Saved entries:
--

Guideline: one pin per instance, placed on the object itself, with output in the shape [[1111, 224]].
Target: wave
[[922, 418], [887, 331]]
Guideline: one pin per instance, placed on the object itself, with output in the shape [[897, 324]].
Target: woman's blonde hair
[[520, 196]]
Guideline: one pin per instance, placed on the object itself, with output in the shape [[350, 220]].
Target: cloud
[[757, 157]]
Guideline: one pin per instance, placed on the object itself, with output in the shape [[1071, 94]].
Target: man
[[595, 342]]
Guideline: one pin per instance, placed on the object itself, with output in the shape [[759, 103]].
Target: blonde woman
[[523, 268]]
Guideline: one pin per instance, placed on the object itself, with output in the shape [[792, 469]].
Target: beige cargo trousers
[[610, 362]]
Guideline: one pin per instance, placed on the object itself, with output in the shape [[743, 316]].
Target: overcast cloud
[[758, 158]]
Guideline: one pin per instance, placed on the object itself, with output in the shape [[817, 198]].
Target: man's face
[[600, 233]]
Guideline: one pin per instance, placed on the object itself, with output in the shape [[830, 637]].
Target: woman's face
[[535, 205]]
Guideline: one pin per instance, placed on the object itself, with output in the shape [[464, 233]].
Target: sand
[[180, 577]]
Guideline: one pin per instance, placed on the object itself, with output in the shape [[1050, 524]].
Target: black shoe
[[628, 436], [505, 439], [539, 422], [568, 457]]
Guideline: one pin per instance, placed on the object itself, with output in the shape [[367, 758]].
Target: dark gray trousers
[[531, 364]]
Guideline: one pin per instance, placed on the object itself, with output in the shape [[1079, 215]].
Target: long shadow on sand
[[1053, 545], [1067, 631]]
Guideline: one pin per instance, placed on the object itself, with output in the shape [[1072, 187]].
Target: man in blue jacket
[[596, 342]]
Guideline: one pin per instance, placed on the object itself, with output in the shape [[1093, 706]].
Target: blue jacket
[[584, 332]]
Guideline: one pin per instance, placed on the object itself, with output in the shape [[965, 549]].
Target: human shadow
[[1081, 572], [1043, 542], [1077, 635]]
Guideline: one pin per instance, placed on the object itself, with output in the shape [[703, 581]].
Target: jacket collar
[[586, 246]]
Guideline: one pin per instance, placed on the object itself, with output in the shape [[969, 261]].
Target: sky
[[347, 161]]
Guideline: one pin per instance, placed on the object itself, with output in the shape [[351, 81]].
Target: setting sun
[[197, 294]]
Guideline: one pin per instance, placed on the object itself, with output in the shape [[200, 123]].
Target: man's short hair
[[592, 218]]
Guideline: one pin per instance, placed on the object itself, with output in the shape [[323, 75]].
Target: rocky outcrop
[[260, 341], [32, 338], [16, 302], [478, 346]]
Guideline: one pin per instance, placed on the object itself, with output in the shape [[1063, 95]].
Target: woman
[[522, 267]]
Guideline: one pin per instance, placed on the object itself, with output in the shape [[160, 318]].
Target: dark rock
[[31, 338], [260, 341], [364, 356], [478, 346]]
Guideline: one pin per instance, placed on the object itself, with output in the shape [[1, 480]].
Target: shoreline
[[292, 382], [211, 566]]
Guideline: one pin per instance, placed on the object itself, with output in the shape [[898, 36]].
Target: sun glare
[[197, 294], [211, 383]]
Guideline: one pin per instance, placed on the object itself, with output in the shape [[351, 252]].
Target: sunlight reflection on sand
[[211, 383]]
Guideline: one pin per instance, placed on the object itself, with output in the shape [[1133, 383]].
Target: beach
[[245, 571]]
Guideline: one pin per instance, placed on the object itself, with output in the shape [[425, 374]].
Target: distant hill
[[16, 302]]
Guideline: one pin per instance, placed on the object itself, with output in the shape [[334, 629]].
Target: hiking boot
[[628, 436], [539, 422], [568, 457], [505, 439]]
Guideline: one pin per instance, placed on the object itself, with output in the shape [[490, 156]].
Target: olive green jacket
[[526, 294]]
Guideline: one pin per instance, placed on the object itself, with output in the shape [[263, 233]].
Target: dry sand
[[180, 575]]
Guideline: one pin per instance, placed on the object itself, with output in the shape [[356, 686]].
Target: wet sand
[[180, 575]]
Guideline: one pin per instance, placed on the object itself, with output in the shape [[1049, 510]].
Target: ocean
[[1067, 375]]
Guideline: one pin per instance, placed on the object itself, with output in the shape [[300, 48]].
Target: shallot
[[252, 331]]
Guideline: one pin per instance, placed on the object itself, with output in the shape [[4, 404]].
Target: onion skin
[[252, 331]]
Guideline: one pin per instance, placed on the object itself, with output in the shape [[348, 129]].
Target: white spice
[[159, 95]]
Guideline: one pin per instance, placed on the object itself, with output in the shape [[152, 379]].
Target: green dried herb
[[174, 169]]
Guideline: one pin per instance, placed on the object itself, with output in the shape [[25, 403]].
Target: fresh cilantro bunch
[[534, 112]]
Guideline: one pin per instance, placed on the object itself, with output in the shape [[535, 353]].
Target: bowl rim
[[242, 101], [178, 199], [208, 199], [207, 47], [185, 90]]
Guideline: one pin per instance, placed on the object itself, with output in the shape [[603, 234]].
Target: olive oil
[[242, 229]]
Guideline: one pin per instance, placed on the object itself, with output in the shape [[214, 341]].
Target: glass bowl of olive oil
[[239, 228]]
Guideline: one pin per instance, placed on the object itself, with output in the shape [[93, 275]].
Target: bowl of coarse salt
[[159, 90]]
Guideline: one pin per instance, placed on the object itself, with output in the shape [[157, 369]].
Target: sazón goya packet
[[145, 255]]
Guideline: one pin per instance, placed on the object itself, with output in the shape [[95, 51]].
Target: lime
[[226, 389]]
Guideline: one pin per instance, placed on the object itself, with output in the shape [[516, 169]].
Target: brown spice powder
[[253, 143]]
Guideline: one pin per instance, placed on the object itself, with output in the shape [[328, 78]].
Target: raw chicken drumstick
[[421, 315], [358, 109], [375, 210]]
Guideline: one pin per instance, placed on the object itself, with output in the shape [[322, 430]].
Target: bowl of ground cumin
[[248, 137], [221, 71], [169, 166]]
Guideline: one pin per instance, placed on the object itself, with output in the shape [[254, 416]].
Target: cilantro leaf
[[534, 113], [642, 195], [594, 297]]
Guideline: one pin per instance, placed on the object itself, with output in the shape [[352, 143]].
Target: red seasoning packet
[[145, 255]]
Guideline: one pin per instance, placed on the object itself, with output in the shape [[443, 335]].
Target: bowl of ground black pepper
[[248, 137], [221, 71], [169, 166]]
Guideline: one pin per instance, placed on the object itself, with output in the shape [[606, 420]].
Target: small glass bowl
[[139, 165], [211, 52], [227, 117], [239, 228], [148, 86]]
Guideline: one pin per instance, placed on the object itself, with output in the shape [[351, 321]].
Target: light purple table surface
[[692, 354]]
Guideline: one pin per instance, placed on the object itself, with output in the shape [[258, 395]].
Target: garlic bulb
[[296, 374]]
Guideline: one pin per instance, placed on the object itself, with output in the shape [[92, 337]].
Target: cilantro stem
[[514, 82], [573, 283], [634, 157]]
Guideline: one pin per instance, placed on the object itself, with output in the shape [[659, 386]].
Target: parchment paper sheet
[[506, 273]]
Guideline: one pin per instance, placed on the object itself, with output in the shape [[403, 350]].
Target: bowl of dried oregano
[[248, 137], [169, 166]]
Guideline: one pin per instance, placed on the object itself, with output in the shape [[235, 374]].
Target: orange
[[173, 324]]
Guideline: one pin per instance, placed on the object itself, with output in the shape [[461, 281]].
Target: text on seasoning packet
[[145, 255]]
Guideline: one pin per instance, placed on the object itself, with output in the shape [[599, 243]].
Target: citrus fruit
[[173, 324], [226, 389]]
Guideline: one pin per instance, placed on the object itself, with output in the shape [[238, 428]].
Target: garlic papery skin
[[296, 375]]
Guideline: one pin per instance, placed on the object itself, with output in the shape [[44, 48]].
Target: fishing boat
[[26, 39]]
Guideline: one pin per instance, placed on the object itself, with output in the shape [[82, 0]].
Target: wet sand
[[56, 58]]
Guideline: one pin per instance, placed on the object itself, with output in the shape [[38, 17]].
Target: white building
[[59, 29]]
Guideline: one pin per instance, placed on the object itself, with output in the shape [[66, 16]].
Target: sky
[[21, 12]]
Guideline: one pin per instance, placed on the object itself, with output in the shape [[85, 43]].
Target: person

--

→ **WHAT YOU WILL DO**
Among the records above, a stretch begins at the line containing "shape [[214, 341]]." and ends at the line containing "shape [[254, 416]].". Restate that stretch word for word, and nothing else.

→ **RESULT**
Guideline: one pin per instance, placed on the object itself, with output in the shape [[214, 341]].
Target: glass bowl of olive oil
[[239, 228]]
Guideline: one pin per instance, placed on the object itself, with output in the shape [[93, 275]].
Target: bowl of coarse salt
[[159, 90]]
Guideline: one pin per instance, placed on the object itself, with output in the shape [[157, 369]].
Target: sazón goya packet
[[145, 255]]
Guideline: one pin per instance, placed on the object itself, with output in the shape [[95, 51]].
Target: lime
[[226, 389]]
Guideline: one pin per instance, placed on the object itself, with output in the shape [[516, 169]].
Target: brown spice powder
[[253, 143]]
Guideline: one pin per instance, placed on the object itself, with output in the shape [[328, 78]].
Target: raw chicken drumstick
[[421, 315], [358, 109], [375, 210]]
Guideline: one pin per instance, placed on the object itself, with output in the shape [[322, 430]].
Target: bowl of ground cumin
[[248, 137], [221, 71], [169, 166]]
Guideline: one pin per instance, placed on the object itself, with output in the shape [[254, 416]].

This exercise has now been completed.